I run all my employees' numbers and they are all "legal". This summer, the woman who cleans my stalls applied for my sponsorship (and she had a SS# that checked out when the us gov.org site came up online). She's been in the states for more than 20 years on a stolen number (working for me) - her parents brought her up from Mexico as a minor. She's got an attorney, a husband willing to work through the system (and HIS resources to ensure she will succeed), and a willing employer that will sponsor her. Should I fire her? Report her to INS? Wait it out until this Admin and/or future Admins decide what to do?

Problem is: she cleans stalls. Do you think she will qualify as some kind of "necessary, specialist" worker - a type of job that no American would be able to fill? Even though she's been with me for more than 20 years? Even though she has 2 children born here in the US? Even though I can't tempt ANY American to do this job, even at the $15/hour wage she makes (trust me, I've tried to get cheaper labor - she knows this and understands this, and absolutely knows that Americans won't shovel shit for $15/hour, no bennies.) Please know that I have scads of American middle class people willing to go to bat for her to stay in the States in this position - my boarders would go over the moon for her to stay in the US, and I feel hog-tied.

**Dataset excerpts**
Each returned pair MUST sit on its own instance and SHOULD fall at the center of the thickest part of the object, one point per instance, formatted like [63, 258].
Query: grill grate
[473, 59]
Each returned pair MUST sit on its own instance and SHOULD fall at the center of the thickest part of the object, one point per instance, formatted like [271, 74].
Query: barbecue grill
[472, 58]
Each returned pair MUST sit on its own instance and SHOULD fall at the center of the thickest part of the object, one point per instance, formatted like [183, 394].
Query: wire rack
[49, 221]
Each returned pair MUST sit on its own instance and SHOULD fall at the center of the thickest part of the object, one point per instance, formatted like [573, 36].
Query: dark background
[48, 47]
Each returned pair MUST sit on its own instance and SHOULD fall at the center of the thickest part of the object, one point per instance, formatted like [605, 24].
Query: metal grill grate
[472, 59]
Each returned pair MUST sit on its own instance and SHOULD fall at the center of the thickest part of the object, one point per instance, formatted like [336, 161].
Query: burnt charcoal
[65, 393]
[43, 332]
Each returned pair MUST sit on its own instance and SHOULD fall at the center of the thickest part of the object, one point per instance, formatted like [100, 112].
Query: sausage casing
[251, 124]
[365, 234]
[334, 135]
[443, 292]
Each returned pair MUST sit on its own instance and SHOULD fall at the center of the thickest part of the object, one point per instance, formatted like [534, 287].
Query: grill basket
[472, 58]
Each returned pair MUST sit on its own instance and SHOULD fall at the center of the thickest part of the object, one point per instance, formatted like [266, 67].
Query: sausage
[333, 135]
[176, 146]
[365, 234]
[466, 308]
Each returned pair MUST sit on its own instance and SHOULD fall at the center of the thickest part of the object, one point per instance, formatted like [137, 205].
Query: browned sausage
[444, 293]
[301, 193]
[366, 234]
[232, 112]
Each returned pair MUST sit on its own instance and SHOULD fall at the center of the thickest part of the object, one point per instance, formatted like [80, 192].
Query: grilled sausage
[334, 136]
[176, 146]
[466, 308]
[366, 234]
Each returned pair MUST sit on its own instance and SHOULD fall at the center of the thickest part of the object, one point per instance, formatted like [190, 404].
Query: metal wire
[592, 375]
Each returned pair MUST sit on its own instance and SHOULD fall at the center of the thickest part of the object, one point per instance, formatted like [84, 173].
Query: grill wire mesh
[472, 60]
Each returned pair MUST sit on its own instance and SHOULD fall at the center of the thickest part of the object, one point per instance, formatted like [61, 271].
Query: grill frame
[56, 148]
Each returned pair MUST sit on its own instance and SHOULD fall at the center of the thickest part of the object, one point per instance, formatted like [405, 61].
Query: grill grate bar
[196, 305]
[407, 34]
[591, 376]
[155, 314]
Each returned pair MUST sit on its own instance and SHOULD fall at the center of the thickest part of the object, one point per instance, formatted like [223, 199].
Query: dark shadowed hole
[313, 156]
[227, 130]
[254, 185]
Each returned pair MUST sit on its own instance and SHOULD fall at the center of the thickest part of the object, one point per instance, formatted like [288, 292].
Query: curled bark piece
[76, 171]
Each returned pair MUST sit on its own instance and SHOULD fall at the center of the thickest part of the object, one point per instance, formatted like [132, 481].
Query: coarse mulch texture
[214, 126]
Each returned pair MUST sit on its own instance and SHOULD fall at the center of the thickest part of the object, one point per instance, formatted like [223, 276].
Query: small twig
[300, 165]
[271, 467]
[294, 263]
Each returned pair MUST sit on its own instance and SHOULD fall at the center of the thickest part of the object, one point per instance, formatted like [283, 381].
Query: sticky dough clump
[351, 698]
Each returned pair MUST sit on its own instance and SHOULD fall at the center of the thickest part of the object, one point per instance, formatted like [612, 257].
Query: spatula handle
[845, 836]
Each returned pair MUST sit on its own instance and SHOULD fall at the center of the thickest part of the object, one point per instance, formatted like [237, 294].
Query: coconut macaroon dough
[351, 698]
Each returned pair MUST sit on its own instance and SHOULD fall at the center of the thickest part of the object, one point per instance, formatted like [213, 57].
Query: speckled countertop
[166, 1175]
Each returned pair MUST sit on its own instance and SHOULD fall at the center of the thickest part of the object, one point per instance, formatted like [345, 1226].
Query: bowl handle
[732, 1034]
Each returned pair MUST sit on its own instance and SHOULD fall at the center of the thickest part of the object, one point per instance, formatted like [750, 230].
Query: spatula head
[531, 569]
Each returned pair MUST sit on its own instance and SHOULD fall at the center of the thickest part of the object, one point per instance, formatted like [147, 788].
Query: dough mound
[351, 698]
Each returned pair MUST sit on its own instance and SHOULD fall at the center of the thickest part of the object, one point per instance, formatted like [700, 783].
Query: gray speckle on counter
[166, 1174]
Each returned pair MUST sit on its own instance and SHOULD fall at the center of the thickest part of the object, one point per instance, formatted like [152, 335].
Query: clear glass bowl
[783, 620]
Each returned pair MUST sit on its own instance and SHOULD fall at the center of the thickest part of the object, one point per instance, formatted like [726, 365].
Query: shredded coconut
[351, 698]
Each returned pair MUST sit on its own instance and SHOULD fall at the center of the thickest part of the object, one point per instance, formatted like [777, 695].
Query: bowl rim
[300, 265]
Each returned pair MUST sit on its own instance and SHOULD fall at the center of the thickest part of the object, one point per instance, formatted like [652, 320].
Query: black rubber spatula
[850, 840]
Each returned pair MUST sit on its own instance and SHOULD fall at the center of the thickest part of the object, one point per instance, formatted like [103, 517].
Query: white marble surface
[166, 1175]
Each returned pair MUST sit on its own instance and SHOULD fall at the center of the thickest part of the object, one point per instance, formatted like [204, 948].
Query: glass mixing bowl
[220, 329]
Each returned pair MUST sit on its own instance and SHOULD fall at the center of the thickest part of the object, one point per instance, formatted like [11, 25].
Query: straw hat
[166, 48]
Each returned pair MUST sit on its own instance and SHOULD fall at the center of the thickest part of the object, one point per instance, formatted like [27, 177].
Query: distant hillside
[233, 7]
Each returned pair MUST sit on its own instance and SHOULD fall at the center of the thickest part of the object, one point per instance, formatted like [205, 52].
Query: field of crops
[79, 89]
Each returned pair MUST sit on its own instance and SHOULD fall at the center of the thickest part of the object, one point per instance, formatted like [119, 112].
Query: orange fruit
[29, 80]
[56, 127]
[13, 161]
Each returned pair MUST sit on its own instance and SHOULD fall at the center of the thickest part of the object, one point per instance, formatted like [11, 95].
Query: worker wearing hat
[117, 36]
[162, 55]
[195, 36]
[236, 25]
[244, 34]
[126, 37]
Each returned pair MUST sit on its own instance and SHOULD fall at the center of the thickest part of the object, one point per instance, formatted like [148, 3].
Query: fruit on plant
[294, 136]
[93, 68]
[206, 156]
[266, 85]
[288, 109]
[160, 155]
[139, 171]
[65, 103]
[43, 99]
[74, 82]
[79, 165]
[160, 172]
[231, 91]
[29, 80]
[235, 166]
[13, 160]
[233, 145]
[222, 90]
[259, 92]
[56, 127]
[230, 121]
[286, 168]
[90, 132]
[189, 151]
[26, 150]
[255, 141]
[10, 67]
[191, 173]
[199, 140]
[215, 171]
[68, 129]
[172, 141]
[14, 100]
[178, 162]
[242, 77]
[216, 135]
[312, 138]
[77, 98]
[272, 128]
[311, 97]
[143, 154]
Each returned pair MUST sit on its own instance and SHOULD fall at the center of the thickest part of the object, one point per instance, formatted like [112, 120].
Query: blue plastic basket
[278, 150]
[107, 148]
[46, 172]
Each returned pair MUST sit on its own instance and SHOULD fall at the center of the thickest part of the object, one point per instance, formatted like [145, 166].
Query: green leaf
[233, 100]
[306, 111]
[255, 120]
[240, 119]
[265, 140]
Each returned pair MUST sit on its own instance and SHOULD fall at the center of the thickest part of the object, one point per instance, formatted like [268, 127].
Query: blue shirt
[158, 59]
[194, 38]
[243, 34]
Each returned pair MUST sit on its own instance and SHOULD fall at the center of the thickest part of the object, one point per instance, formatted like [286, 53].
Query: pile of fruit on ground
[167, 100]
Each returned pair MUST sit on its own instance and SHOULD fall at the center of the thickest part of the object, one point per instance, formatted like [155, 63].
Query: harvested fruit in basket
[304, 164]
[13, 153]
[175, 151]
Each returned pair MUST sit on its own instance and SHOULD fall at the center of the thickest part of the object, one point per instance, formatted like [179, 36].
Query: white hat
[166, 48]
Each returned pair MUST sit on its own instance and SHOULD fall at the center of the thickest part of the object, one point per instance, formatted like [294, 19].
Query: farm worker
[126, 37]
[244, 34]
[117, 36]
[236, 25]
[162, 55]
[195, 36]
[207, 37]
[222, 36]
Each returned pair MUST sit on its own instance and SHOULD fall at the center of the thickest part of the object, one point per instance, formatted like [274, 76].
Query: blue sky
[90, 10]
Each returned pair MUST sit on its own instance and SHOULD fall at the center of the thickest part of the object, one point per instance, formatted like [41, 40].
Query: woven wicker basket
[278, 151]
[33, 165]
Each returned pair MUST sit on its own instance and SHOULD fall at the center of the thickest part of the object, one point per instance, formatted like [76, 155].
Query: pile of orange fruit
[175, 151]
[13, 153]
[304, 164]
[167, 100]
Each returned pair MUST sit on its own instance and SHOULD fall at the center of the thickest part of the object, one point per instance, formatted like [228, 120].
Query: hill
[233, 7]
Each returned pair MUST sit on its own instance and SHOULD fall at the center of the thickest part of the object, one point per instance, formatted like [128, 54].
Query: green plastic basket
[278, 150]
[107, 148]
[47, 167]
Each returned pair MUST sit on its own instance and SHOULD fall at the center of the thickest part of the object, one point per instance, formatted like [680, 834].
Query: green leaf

**Task list**
**A)** How much per hour does the stall cleaner make, according to the post about her sponsorship?
**B)** Print the part of the post about the stall cleaner between "Problem is: she" and "I feel hog-tied.", inclusive.
Work only from the text, not from the records.

**Outputs**
**A)** She makes $15 an hour.

**B)**
Problem is: she cleans stalls. Do you think she will qualify as some kind of "necessary, specialist" worker - a type of job that no American would be able to fill? Even though she's been with me for more than 20 years? Even though she has 2 children born here in the US? Even though I can't tempt ANY American to do this job, even at the $15/hour wage she makes (trust me, I've tried to get cheaper labor - she knows this and understands this, and absolutely knows that Americans won't shovel shit for $15/hour, no bennies.) Please know that I have scads of American middle class people willing to go to bat for her to stay in the States in this position - my boarders would go over the moon for her to stay in the US, and I feel hog-tied.